Aim:
Pick out every line of the records below that contains the string "headlight", treating uppercase and lowercase as distinct. Copy each such line.

Stored dataset items:
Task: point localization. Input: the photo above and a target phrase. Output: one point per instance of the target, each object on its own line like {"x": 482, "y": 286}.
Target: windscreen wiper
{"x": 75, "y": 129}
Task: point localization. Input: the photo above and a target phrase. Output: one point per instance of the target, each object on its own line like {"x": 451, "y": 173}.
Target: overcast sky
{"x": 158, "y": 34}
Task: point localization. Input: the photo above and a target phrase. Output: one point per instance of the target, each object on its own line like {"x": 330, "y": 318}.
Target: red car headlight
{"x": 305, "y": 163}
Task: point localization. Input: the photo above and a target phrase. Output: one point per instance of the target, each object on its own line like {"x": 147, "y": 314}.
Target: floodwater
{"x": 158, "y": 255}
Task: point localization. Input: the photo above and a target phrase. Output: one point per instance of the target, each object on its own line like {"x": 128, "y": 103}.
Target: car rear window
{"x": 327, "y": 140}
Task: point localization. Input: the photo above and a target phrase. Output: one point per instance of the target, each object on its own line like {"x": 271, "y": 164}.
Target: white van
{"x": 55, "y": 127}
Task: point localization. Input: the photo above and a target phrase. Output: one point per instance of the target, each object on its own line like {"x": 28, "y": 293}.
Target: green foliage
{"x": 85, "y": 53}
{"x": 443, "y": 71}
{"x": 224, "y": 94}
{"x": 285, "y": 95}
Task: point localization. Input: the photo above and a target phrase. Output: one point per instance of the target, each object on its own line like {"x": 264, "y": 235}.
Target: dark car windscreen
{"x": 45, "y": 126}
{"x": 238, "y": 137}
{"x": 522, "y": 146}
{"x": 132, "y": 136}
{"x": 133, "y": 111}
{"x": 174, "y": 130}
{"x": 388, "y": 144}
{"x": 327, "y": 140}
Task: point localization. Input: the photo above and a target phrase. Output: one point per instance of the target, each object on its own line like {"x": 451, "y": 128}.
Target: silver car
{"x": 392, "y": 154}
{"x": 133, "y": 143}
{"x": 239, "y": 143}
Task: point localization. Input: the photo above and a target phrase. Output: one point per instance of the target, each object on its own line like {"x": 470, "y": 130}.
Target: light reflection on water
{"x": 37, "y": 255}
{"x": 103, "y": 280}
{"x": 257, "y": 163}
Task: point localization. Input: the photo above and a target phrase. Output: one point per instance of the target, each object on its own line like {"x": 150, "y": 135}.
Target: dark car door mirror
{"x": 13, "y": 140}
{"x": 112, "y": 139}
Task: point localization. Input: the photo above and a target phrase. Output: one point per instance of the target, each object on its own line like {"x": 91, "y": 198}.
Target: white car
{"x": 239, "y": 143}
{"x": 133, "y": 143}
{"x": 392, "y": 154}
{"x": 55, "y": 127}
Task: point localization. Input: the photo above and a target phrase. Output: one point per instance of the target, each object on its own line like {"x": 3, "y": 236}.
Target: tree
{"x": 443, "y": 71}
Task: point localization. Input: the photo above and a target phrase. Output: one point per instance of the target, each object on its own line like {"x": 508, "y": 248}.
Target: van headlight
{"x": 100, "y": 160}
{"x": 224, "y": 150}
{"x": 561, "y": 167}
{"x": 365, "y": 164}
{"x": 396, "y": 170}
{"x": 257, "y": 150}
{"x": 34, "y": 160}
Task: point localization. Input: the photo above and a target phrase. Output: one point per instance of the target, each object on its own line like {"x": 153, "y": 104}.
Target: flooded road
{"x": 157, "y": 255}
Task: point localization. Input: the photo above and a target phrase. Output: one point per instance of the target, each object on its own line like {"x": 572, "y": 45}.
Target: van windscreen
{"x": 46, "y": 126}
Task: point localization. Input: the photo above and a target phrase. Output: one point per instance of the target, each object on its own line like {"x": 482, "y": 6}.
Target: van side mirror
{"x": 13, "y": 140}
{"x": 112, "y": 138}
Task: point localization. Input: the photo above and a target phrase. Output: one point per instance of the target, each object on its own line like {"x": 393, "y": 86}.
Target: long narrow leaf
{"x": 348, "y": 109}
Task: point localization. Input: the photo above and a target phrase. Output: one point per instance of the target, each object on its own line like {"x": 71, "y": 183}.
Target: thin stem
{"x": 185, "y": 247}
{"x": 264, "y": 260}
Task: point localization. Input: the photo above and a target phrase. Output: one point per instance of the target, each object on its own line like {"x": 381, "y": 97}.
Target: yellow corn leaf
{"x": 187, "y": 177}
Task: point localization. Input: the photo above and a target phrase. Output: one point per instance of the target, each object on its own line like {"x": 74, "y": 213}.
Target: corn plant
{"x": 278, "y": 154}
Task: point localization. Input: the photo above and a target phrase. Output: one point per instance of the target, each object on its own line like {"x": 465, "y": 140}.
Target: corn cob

Solution to the problem:
Target: red car headlight
Target: van headlight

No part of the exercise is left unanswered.